To do: Rewrite each line of the listing below as a JSON list of strings, one string per line, with blank lines omitted. Leave the pictures out of the answer.

Records supplied:
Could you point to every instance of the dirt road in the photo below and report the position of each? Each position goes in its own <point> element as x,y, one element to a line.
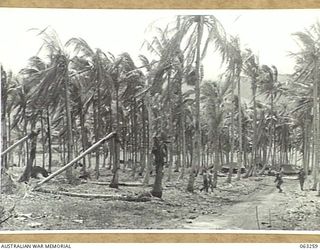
<point>256,211</point>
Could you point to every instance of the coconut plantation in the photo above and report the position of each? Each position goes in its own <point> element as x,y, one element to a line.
<point>193,128</point>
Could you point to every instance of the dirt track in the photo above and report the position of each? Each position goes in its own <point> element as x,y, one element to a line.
<point>258,210</point>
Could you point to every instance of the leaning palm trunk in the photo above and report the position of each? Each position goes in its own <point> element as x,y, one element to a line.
<point>196,162</point>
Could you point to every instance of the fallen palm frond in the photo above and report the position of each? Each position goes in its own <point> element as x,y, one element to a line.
<point>138,198</point>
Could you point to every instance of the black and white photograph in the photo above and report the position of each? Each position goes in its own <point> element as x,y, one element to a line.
<point>186,120</point>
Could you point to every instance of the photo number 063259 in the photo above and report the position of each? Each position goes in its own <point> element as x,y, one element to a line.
<point>158,119</point>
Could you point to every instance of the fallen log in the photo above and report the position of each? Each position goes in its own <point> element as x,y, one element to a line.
<point>29,136</point>
<point>126,184</point>
<point>97,196</point>
<point>68,165</point>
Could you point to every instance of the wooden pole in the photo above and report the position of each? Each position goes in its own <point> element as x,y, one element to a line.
<point>17,143</point>
<point>109,136</point>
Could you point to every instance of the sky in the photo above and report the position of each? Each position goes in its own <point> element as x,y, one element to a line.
<point>267,32</point>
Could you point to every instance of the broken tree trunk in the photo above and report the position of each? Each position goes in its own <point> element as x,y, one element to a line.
<point>93,147</point>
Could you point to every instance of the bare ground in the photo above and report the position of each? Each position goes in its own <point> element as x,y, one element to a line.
<point>251,203</point>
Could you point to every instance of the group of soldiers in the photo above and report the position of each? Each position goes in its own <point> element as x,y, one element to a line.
<point>279,179</point>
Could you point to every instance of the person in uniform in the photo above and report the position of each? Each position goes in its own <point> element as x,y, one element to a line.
<point>302,177</point>
<point>279,181</point>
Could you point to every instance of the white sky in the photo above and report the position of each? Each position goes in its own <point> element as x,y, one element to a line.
<point>266,32</point>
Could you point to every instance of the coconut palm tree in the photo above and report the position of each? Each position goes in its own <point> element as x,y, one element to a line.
<point>307,60</point>
<point>54,87</point>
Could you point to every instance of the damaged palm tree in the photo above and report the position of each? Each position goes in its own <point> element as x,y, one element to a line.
<point>33,147</point>
<point>159,151</point>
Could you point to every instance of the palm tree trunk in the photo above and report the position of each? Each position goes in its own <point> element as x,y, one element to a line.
<point>170,127</point>
<point>33,147</point>
<point>229,178</point>
<point>315,128</point>
<point>196,162</point>
<point>69,128</point>
<point>49,142</point>
<point>116,163</point>
<point>150,137</point>
<point>240,129</point>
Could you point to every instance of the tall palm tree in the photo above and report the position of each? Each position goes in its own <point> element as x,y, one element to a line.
<point>54,87</point>
<point>199,32</point>
<point>308,66</point>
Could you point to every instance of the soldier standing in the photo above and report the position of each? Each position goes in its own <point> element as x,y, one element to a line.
<point>279,181</point>
<point>302,177</point>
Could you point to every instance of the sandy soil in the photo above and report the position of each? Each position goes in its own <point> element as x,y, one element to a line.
<point>251,203</point>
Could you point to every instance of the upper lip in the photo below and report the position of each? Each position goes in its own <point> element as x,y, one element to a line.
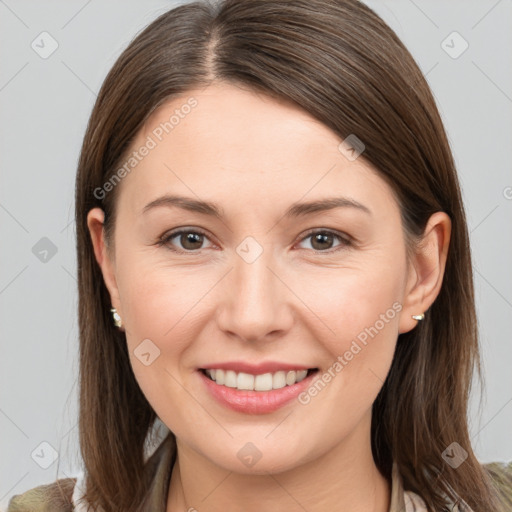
<point>255,369</point>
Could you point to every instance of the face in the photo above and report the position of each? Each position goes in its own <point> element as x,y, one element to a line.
<point>257,289</point>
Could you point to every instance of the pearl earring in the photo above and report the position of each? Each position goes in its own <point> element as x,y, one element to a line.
<point>117,318</point>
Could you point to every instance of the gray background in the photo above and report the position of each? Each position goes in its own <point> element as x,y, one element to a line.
<point>45,104</point>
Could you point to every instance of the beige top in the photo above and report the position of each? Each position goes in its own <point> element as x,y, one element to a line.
<point>64,495</point>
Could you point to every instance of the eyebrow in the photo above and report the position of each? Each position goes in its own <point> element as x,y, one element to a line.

Response for this exercise:
[
  "Could you point to every instance of the dirt road in the photo below and report the position of each? Each position goes in its own <point> element as x,y, one element to a line.",
  "<point>256,211</point>",
  "Could you point to every instance of the coconut plantation in the photo above and report the position of each? Each position goes in its own <point> element as x,y, one element to a line.",
  "<point>193,128</point>",
  "Could you point to every instance of the dirt track in the photo above and report the position of each? Each position goes in its own <point> element as x,y, one element to a line.",
  "<point>258,210</point>",
  "Could you point to every instance of the leaning palm trunk in the photo above and report the position of each? Each position goes in its own <point> element as x,y, one element to a line.",
  "<point>196,162</point>",
  "Could you point to every instance of the fallen palm frond in the photo above and report the position of each? Each position goes in its own <point> element as x,y, one element to a line.",
  "<point>138,198</point>",
  "Could you point to every instance of the black and white photograph in the photo above and report the position of each? Each position goes in its own <point> element as x,y, one element to a line.",
  "<point>186,120</point>",
  "Could you point to every instance of the photo number 063259 in the photo above and report the position of each? Each position goes in its own <point> element as x,y, one element to a line.",
  "<point>158,119</point>",
  "Could you point to every instance of the fallen log in the photo above and report the position of each? Each position goes in its own <point> element as x,y, one element to a line.",
  "<point>29,136</point>",
  "<point>126,184</point>",
  "<point>97,196</point>",
  "<point>68,165</point>",
  "Could you point to every instance of the wooden pole in the photo above and report the position of each? Each position goes in its own <point> element as x,y, one element to a line.",
  "<point>17,143</point>",
  "<point>109,136</point>",
  "Could you point to every instance of the sky in the photo above and report the position of each? Each position goes in its own <point> element as x,y, one element to a line.",
  "<point>267,32</point>",
  "Could you point to every instance of the broken tree trunk in the photo above and report the position of each? Each position goes in its own <point> element as x,y, one element to a line.",
  "<point>93,147</point>",
  "Could you point to every instance of the bare ground in the photo above and report the position of each? Each position goes in its own <point> element as x,y, one element to a line.",
  "<point>251,203</point>",
  "Could you point to every instance of the group of soldiers in the photo above and report the position of each? Each position goes in its own <point> element as x,y, one element to a line.",
  "<point>279,179</point>",
  "Could you point to every instance of the person in uniform in the photo above and report the position of each? Each position goes in its own <point> element as x,y, one element to a line.",
  "<point>302,177</point>",
  "<point>279,181</point>",
  "Could you point to every instance of the white sky in the photo above and report the position of each? Each position goes in its own <point> element as x,y, one element to a line.",
  "<point>266,32</point>",
  "Could you point to every instance of the coconut palm tree in the photo above and report the position of each? Each position goes in its own <point> element as x,y, one element to a line.",
  "<point>307,60</point>",
  "<point>54,87</point>",
  "Could you point to every instance of the damaged palm tree in the photo above and report the position of each? Each position goes in its own <point> element as x,y, one element to a line.",
  "<point>33,147</point>",
  "<point>159,151</point>",
  "Could you point to every instance of the palm tree trunk in the photo above and report the position of each? Each position goes in its own <point> element as x,y, one element to a line.",
  "<point>170,127</point>",
  "<point>33,147</point>",
  "<point>229,178</point>",
  "<point>315,128</point>",
  "<point>196,162</point>",
  "<point>69,128</point>",
  "<point>49,142</point>",
  "<point>116,163</point>",
  "<point>150,137</point>",
  "<point>240,129</point>",
  "Could you point to every instance of the tall palm tree in the photo above and report the position of each? Each position goes in its own <point> element as x,y, one element to a line.",
  "<point>54,87</point>",
  "<point>199,32</point>",
  "<point>308,66</point>",
  "Could you point to every instance of the soldier standing in the photo above and report the position of each? Each position goes in its own <point> element as x,y, one element to a line.",
  "<point>279,181</point>",
  "<point>302,177</point>",
  "Could you point to every instance of the sandy soil in the photo above and report the position of each? Each position goes in its own <point> element as x,y, one element to a line.",
  "<point>251,203</point>",
  "Could you point to every instance of the upper lip in the photo below and report the position of each? Each position goes in its own <point> element as x,y, one element to a line.",
  "<point>255,369</point>",
  "Could you point to every instance of the face in the photo above and report the position of each? Each position goes in its own <point> element as x,y, one element to a line.",
  "<point>257,289</point>",
  "Could you point to every instance of the pearl earring in the photo above and report the position of each? Each position goes in its own <point> element as x,y, one element to a line.",
  "<point>117,318</point>",
  "Could you point to every instance of the gray background in the photo above and report the position of each? Each position goes in its own <point> element as x,y, one element to a line.",
  "<point>45,104</point>",
  "Could you point to every instance of the beige top in the photo above and report the position of each? Each position goes in its own <point> element as x,y, one element to a line.",
  "<point>64,495</point>",
  "Could you point to every instance of the eyebrow in the photo above and report the position of each? Each position goes in its own <point> element as x,y, one element to a line."
]